◆ Activity ◆
State the number of lines in the records beneath that hold the word "then", and add nothing.
- - - - - - -
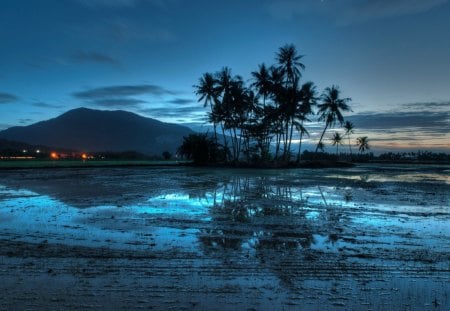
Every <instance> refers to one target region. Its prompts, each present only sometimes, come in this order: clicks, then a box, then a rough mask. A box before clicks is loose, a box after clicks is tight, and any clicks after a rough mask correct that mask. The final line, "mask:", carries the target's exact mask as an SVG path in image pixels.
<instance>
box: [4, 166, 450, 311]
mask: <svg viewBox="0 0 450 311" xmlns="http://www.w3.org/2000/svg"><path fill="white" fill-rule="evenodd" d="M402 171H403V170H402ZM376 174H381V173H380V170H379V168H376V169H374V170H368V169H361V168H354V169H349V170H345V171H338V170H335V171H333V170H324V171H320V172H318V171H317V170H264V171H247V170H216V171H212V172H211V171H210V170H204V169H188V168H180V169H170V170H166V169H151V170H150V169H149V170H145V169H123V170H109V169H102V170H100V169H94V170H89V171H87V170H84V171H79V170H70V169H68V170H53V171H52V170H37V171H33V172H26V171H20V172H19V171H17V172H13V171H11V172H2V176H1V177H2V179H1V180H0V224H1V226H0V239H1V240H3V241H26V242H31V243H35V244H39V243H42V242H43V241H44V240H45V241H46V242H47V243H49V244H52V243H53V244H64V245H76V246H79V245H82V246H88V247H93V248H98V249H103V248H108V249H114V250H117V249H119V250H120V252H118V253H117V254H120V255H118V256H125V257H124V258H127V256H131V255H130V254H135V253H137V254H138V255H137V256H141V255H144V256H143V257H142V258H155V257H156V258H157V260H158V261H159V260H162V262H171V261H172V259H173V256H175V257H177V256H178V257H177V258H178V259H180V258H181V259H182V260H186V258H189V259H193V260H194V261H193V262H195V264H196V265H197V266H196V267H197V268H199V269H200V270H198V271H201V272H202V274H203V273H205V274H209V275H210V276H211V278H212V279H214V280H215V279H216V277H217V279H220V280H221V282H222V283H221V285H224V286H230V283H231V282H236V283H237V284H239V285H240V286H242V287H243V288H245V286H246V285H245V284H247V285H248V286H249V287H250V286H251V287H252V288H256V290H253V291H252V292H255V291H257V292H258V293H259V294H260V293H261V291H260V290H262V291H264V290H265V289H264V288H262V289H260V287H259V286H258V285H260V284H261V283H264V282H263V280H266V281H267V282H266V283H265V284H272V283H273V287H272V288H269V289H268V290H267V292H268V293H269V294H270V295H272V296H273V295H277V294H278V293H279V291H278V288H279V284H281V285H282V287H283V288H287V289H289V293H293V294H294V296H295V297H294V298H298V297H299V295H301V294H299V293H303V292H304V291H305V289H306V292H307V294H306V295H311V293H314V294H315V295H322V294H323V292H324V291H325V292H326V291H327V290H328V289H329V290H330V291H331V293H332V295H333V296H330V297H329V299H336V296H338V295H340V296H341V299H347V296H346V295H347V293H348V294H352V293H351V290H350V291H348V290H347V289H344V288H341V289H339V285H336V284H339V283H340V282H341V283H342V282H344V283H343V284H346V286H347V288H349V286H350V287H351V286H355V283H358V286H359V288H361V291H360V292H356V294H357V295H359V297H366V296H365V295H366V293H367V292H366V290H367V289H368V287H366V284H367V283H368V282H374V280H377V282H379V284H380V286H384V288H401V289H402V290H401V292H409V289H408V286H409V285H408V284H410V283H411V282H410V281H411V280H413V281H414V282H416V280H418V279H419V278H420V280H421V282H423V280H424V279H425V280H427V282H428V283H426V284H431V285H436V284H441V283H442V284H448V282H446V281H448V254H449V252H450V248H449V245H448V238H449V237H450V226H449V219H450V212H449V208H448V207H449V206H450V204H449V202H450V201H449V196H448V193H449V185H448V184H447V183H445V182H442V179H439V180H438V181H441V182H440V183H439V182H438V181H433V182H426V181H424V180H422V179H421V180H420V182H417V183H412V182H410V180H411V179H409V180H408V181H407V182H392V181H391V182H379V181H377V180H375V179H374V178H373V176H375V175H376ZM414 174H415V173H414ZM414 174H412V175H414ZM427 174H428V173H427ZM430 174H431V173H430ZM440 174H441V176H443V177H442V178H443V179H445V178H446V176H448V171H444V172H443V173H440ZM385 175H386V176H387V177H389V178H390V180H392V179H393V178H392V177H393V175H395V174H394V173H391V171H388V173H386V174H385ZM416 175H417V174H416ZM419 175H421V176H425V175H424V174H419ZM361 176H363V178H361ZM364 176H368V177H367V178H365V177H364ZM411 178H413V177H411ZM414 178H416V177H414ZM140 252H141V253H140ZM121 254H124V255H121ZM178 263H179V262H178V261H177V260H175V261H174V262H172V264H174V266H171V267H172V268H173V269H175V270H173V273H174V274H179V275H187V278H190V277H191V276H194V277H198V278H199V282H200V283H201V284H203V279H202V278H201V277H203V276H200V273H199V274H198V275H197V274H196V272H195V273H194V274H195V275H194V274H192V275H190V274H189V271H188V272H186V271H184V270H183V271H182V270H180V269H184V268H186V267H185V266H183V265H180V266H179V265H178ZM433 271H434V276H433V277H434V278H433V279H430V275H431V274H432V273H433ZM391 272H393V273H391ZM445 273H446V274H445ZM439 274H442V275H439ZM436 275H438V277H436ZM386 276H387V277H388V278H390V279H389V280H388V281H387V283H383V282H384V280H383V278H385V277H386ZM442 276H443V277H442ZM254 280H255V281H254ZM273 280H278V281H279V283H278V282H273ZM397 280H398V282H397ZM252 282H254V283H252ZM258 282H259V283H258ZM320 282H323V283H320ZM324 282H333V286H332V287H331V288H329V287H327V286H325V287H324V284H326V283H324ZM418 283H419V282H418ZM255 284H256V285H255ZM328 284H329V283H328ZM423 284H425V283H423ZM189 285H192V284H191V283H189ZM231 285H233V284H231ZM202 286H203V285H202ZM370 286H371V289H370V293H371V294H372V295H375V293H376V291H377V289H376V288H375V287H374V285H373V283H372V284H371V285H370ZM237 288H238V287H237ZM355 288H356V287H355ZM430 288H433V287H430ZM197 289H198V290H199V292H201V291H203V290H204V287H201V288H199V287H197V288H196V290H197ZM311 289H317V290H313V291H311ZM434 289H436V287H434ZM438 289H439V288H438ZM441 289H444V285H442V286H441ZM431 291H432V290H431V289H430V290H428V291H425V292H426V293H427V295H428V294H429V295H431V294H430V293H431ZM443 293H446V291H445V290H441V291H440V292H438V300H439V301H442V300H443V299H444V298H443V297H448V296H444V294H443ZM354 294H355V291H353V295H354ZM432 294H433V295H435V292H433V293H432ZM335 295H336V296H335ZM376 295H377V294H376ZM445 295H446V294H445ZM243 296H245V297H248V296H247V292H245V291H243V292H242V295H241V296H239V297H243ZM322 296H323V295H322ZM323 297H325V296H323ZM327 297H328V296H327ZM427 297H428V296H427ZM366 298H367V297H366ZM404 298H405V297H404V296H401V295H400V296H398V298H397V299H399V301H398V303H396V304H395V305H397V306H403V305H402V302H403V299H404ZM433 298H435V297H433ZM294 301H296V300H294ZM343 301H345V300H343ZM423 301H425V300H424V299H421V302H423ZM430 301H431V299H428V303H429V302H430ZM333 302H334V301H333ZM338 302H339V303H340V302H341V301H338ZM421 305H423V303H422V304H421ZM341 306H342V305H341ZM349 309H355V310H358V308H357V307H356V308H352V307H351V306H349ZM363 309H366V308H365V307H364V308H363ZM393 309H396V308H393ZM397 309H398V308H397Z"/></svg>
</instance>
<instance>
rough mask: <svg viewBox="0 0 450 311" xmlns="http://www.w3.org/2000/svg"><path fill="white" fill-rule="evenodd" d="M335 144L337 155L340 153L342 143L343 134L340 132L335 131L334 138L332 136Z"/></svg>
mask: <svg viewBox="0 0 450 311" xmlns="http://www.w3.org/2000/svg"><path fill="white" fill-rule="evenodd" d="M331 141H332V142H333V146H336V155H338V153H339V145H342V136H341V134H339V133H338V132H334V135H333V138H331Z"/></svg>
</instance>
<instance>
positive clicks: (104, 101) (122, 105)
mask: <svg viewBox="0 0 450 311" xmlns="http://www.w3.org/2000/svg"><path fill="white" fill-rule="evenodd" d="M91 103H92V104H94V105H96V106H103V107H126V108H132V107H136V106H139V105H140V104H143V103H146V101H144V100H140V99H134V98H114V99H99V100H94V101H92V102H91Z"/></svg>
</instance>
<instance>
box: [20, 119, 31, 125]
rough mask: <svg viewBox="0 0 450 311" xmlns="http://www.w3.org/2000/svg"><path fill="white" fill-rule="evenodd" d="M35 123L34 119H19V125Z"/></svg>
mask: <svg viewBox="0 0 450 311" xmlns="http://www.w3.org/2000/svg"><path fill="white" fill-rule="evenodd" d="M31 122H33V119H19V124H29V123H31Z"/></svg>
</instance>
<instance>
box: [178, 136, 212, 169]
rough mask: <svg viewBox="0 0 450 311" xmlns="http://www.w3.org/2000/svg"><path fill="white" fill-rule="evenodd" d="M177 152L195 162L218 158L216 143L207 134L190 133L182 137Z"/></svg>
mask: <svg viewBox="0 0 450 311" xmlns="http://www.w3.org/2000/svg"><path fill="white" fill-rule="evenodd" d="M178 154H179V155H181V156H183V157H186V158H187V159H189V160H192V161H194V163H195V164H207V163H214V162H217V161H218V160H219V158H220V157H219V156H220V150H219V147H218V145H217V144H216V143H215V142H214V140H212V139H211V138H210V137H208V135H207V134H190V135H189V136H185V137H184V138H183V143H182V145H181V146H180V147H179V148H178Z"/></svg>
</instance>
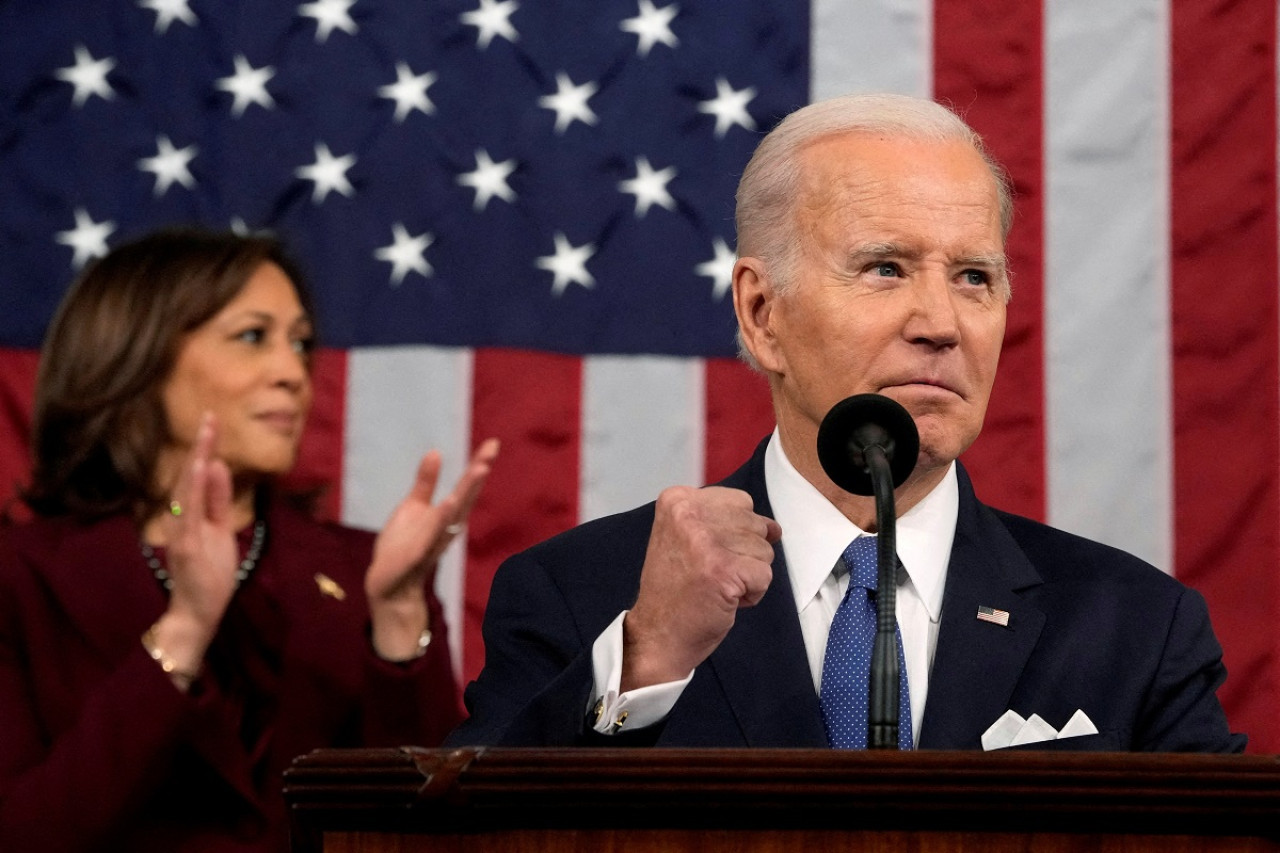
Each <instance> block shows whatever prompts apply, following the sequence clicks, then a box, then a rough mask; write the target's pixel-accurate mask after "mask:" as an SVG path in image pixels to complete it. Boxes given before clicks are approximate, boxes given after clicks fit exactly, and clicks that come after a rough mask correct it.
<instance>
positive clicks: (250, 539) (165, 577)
- - - - - - -
◆ Solution to the problem ◆
2